SUPPLIED PASSAGE>

[TLT] YoloV4 training fails. training process asigned to CPU instead of GPU?

Please provide the following information when requesting support.

Hardware
nvidia GPU (RTX 3060 Ti 12Gb)

Network Type
Yolo_v4

TLT Version
[docker image] nvcr.io/nvidia/tlt-streamanalytics v3.0-dp-py3

Training spec file
The only change on the config file is Batch sizes set to 1

random_seed: 42
yolov4_config {
  big_anchor_shape: "[(114.94, 60.67), (159.06, 114.59), (297.59, 176.38)]"
  mid_anchor_shape: "[(42.99, 31.91), (79.57, 31.75), (56.80, 56.93)]"
  small_anchor_shape: "[(15.60, 13.88), (30.25, 20.25), (20.67, 49.63)]"
  box_matching_iou: 0.25
  arch: "resnet"

STATED GOAL A> Return the YoloV4 training post word for word, from its title line to the end.
STATED GOAL B> In the listing below, retype the lines starting with the line that contains "Where exactly is the teal" and going on through the line that contains "[217,142,267,198]", both of those lines included.

INFORMATION GIVEN>

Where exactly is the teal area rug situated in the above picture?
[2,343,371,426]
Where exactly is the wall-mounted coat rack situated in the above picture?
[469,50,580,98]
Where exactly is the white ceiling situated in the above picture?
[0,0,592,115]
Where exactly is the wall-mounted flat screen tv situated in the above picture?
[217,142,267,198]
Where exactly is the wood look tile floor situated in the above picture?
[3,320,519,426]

* * *

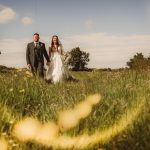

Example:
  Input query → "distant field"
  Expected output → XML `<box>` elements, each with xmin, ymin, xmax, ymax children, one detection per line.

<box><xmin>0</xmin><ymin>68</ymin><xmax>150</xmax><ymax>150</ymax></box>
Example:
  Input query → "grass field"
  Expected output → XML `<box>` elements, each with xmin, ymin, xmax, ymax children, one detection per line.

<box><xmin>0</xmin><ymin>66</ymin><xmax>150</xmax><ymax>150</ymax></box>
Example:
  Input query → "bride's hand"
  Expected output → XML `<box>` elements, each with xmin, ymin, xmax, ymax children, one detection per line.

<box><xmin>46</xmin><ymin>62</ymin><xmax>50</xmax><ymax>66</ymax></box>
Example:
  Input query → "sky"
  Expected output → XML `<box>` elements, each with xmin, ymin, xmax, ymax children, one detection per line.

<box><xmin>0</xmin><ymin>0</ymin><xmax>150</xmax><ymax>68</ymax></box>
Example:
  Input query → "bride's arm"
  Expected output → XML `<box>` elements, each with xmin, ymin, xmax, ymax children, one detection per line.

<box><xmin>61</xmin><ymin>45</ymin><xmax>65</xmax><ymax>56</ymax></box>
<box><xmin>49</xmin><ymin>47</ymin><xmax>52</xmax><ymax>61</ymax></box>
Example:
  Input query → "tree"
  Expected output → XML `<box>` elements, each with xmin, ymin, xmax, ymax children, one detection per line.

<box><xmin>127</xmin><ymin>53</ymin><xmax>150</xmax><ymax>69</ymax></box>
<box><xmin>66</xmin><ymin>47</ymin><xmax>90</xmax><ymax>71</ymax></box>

RESULT A>
[TLT] YoloV4 training fails. training process asigned to CPU instead of GPU?

Please provide the following information when requesting support.

Hardware
nvidia GPU (RTX 3060 Ti 12Gb)

Network Type
Yolo_v4

TLT Version
[docker image] nvcr.io/nvidia/tlt-streamanalytics v3.0-dp-py3

Training spec file
The only change on the config file is Batch sizes set to 1

random_seed: 42
yolov4_config {
  big_anchor_shape: "[(114.94, 60.67), (159.06, 114.59), (297.59, 176.38)]"
  mid_anchor_shape: "[(42.99, 31.91), (79.57, 31.75), (56.80, 56.93)]"
  small_anchor_shape: "[(15.60, 13.88), (30.25, 20.25), (20.67, 49.63)]"
  box_matching_iou: 0.25
  arch: "resnet"

RESULT B>
Where exactly is the teal area rug situated in the above picture?
[2,343,371,426]
Where exactly is the wall-mounted coat rack situated in the above picture?
[469,50,580,98]
Where exactly is the white ceiling situated in the above picture?
[0,0,592,115]
Where exactly is the wall-mounted flat screen tv situated in the above picture?
[217,142,267,198]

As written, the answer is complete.